§ Task to carry out
Locate the word "panel" in the data below, then copy every line that holds it.

§ Region pointing data
────────────────────────────────────────

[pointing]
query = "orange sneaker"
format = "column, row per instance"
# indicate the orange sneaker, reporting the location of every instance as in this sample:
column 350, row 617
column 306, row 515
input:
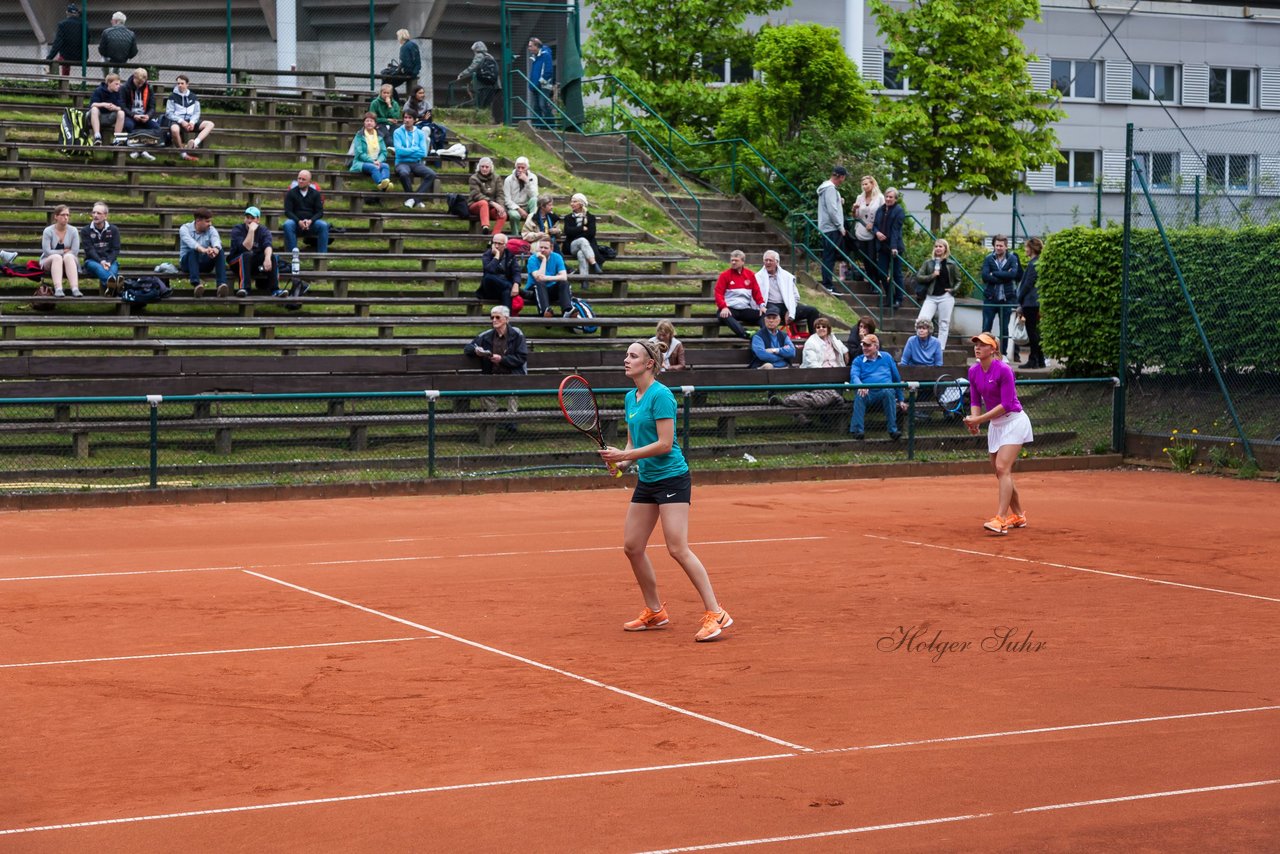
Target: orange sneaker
column 648, row 620
column 713, row 624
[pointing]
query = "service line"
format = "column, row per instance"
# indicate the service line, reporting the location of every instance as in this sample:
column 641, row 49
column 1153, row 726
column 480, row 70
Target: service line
column 464, row 556
column 616, row 772
column 1075, row 569
column 216, row 652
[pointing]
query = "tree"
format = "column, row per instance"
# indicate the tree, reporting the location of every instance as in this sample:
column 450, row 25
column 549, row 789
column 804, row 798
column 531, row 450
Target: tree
column 808, row 80
column 972, row 122
column 668, row 50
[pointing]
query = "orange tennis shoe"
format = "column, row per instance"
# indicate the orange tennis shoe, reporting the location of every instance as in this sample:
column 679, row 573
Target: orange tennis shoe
column 713, row 624
column 648, row 620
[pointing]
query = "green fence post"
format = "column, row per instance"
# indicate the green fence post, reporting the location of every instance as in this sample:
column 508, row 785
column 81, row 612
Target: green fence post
column 154, row 443
column 432, row 397
column 912, row 389
column 686, row 405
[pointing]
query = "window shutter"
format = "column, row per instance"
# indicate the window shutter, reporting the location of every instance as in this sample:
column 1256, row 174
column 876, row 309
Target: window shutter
column 1112, row 170
column 1269, row 88
column 1040, row 73
column 1119, row 81
column 1194, row 85
column 873, row 65
column 1041, row 178
column 1269, row 174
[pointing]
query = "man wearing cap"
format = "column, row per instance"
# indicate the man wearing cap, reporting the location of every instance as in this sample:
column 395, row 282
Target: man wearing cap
column 831, row 223
column 250, row 255
column 771, row 346
column 874, row 368
column 485, row 90
column 780, row 292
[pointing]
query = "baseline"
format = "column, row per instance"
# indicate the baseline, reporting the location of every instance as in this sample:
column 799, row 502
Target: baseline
column 1069, row 566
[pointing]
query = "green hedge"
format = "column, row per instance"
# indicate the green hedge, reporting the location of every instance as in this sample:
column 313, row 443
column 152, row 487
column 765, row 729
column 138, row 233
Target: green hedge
column 1230, row 274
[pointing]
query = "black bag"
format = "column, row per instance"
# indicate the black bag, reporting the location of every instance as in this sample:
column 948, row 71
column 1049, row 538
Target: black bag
column 488, row 72
column 144, row 290
column 457, row 205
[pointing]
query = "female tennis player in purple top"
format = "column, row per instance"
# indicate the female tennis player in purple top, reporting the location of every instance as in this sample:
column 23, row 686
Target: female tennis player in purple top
column 663, row 492
column 991, row 387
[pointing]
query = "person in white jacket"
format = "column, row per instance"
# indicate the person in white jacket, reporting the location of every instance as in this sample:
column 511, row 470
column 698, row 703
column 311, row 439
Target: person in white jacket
column 780, row 292
column 521, row 192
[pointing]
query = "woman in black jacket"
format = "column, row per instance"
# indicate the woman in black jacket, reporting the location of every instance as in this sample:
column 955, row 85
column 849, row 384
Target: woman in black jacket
column 580, row 236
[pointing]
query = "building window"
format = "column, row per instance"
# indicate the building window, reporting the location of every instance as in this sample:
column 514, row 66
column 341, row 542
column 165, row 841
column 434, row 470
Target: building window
column 1074, row 78
column 1232, row 86
column 895, row 78
column 1159, row 169
column 1230, row 172
column 1078, row 169
column 1155, row 83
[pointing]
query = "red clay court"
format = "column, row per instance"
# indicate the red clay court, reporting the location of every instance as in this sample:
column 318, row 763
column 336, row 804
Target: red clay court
column 449, row 674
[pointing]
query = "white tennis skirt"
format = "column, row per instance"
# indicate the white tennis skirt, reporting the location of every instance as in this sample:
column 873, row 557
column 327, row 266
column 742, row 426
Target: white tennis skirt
column 1010, row 428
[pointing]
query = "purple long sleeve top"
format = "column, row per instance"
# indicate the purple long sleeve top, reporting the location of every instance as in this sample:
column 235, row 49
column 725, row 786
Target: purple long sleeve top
column 993, row 387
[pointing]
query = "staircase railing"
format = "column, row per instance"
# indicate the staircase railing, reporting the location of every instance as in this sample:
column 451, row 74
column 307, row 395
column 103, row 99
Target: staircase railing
column 524, row 112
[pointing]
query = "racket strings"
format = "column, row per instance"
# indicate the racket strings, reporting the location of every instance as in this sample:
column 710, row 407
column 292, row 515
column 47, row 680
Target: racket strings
column 579, row 403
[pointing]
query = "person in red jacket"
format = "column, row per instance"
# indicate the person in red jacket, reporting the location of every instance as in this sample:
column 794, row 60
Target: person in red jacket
column 737, row 296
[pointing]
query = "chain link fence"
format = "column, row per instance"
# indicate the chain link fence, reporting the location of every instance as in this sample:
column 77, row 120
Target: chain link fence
column 68, row 444
column 1200, row 339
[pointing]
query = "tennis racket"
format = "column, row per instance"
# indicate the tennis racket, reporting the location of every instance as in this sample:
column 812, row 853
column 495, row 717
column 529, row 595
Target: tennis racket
column 577, row 403
column 949, row 393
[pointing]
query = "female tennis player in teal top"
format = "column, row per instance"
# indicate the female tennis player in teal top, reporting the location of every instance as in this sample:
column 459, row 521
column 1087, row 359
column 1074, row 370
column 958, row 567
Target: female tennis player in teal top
column 663, row 492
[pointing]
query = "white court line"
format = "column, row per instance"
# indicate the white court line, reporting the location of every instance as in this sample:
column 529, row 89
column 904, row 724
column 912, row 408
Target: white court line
column 613, row 772
column 868, row 829
column 397, row 560
column 1077, row 569
column 535, row 663
column 216, row 652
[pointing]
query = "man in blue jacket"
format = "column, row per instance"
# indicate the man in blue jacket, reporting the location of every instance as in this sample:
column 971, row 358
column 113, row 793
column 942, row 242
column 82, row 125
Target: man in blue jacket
column 1001, row 272
column 873, row 366
column 772, row 347
column 887, row 231
column 542, row 76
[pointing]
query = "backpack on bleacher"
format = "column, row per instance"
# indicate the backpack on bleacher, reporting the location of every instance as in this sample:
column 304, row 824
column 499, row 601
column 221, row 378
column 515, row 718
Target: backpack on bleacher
column 73, row 129
column 144, row 290
column 488, row 71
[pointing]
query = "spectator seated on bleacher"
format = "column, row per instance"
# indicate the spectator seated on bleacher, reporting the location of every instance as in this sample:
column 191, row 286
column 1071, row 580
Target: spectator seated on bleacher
column 580, row 236
column 251, row 255
column 201, row 251
column 548, row 278
column 369, row 154
column 874, row 366
column 778, row 290
column 543, row 220
column 771, row 346
column 182, row 115
column 485, row 199
column 502, row 275
column 737, row 296
column 101, row 242
column 106, row 101
column 924, row 348
column 304, row 214
column 140, row 104
column 521, row 192
column 387, row 112
column 411, row 149
column 672, row 351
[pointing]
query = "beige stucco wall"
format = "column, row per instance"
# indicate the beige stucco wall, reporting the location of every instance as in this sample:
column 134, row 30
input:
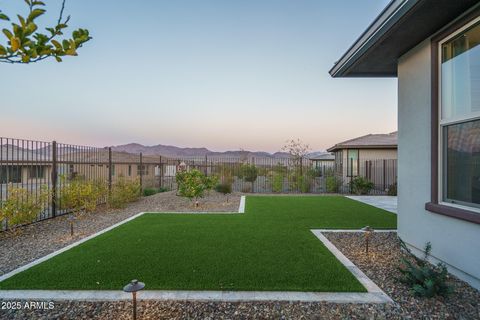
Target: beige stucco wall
column 455, row 242
column 376, row 173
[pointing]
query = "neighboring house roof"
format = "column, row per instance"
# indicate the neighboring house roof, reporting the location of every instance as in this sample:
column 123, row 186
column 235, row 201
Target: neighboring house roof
column 9, row 152
column 370, row 141
column 327, row 156
column 399, row 27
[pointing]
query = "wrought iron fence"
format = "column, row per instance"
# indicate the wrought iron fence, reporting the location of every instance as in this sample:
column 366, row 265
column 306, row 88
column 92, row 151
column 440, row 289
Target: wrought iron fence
column 40, row 166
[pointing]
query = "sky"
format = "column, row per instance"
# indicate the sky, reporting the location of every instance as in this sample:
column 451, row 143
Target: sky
column 220, row 74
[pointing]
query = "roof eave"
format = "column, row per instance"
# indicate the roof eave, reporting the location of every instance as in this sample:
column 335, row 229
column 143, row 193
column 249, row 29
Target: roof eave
column 394, row 11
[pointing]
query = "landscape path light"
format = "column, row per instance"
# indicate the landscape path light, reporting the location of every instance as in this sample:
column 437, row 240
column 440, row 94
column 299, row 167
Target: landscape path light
column 71, row 219
column 133, row 287
column 368, row 231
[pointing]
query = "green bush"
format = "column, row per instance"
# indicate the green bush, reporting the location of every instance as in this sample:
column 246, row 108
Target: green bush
column 333, row 183
column 392, row 189
column 248, row 172
column 224, row 188
column 305, row 184
column 123, row 192
column 193, row 184
column 277, row 183
column 424, row 279
column 80, row 194
column 360, row 185
column 149, row 192
column 22, row 206
column 163, row 189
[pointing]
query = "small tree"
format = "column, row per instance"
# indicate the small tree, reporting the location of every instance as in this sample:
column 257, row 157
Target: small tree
column 22, row 206
column 193, row 184
column 360, row 185
column 248, row 172
column 81, row 195
column 25, row 45
column 224, row 188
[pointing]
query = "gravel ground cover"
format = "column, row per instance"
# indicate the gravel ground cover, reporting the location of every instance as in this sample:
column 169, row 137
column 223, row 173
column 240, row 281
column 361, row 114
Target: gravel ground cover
column 39, row 239
column 380, row 266
column 268, row 248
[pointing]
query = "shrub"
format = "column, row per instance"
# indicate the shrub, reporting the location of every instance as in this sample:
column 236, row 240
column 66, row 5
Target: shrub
column 305, row 184
column 248, row 172
column 123, row 192
column 361, row 185
column 22, row 206
column 392, row 189
column 193, row 184
column 224, row 188
column 79, row 194
column 277, row 183
column 333, row 183
column 149, row 192
column 424, row 279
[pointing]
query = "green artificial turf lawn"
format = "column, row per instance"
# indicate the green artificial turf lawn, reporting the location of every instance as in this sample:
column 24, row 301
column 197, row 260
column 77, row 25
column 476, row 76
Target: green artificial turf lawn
column 269, row 248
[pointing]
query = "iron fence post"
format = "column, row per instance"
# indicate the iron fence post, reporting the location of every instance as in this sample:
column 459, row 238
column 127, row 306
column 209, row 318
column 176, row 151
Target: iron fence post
column 160, row 173
column 54, row 178
column 141, row 172
column 110, row 170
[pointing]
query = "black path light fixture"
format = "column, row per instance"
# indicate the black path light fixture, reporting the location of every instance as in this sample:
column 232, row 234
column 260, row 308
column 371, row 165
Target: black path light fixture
column 71, row 219
column 134, row 286
column 368, row 231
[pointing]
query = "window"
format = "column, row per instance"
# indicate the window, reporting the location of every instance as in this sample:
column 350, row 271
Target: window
column 10, row 174
column 36, row 172
column 352, row 162
column 459, row 110
column 143, row 170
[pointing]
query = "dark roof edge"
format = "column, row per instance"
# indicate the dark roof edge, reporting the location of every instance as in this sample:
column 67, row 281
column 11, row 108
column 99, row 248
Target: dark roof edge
column 392, row 13
column 346, row 146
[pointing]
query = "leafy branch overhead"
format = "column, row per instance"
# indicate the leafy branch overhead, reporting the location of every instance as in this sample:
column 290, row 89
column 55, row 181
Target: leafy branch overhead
column 26, row 45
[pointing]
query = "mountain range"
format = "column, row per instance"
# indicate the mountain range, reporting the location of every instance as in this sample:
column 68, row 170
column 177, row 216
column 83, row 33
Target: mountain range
column 173, row 151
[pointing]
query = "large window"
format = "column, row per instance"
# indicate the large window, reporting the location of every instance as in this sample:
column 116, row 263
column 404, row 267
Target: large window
column 352, row 162
column 36, row 172
column 460, row 117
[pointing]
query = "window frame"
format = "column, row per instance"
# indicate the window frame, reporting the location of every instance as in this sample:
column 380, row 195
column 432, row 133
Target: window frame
column 436, row 204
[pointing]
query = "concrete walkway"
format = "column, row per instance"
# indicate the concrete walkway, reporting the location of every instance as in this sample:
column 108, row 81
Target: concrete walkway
column 388, row 203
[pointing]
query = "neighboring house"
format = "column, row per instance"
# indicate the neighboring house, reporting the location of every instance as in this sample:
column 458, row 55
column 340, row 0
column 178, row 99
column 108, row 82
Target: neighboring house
column 433, row 47
column 21, row 166
column 323, row 161
column 373, row 156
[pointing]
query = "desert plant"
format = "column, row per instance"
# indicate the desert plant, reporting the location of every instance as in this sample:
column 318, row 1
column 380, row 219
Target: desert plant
column 26, row 45
column 224, row 188
column 193, row 184
column 360, row 185
column 248, row 172
column 277, row 183
column 22, row 206
column 305, row 184
column 392, row 189
column 124, row 191
column 333, row 183
column 424, row 279
column 80, row 194
column 149, row 192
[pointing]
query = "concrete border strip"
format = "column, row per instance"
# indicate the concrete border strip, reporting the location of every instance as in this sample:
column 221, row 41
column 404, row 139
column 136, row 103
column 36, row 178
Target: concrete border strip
column 70, row 246
column 361, row 277
column 373, row 295
column 5, row 276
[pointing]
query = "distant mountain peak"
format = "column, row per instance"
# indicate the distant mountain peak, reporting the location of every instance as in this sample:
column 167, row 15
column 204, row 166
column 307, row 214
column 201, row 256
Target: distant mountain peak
column 174, row 151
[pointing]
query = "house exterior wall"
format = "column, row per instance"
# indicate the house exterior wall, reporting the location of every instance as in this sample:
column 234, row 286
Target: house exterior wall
column 374, row 170
column 455, row 242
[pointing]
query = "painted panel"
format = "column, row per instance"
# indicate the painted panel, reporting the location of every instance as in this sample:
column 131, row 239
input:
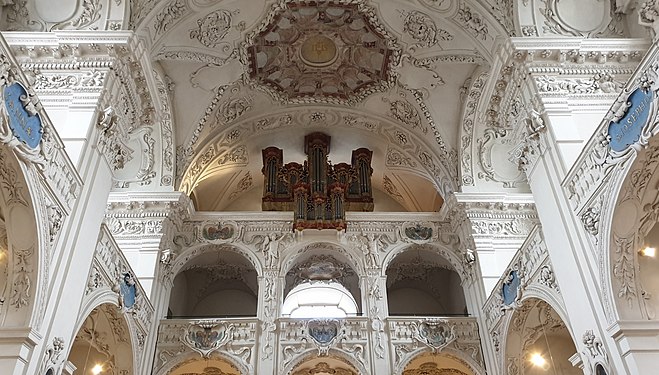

────────────────────────────────────────

§ Expected answer
query = "painted panel"
# indicate the painted panel, reporting the location of every instance as in this sample:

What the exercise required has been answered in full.